──────── EXERCISE MATERIAL

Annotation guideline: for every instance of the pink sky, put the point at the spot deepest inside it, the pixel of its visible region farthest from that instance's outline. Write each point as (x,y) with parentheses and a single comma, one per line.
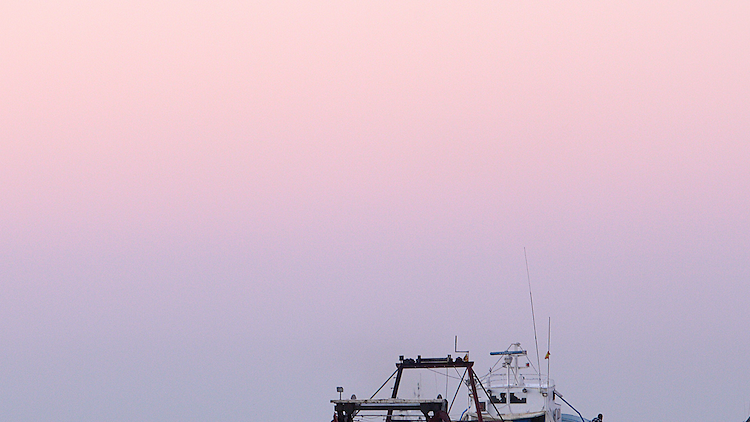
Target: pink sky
(217,181)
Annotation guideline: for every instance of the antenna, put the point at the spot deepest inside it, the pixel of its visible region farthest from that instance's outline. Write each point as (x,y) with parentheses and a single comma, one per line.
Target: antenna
(533,318)
(455,348)
(549,331)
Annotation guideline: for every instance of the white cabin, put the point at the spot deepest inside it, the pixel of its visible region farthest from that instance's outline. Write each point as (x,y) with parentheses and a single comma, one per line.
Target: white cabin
(515,392)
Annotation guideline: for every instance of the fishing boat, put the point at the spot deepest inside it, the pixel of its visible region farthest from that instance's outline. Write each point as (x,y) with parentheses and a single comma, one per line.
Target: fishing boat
(515,391)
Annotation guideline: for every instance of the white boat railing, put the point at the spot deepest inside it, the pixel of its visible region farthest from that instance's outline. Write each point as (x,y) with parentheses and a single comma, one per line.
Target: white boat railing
(529,380)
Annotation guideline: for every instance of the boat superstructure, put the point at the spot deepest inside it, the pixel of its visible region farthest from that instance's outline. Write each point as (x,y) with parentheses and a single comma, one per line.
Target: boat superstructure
(515,392)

────────────────

§ **WRITTEN PROBLEM**: Write out every line of the records above again, requests included, but shift each coordinate in the answers by -148. Leave the pictures out.

§ **CORRECT OUTPUT**:
Annotation guideline: for every instance of the pink sky, put the point at the spot deepest inside it, the pixel of its visible region farthest from that instance's outline. Write each point as (x,y) with parentheses and a single comma, one per line.
Target: pink sky
(69,33)
Annotation guideline: for every instance of the antenna, put the point at the spot deepest inside it, the pixel of its visible region farthest from that instance's outline. Write each point as (x,y) with parentheses and a single comma, one per line.
Target: antenna
(385,170)
(307,200)
(401,183)
Annotation guideline: for every instance of the white cabin, put the point at the spot deepest inside it, the pixel of its visible region farthest from that instance's outline. Write each point as (x,y) with parentheses and a single comma, one per line.
Target: white cabin
(367,244)
Annotation guideline: for every instance of the fishing boat, put the point at the spot deepest inside it, the pixel of its visible region farthest from that instance's outline. Write each point as (x,y) with parentheses and a single comma, one per line.
Target: fishing boat
(367,243)
Annotation guideline: for every instance of the white boat railing, put the point at the spot deepest inside it, the pixel of its visible region farthest from that instance's outline. Write each point as (x,y) with parentheses and a single comma, one per line.
Target: white boat railing
(381,232)
Annotation guideline: for every instance of the boat superstructure, put the point at the spot deepest inside it, the pixel of its visible region farthest from that instance's outline. Write each point as (x,y) with parentheses and a single comma, one per line.
Target: boat superstructure
(367,244)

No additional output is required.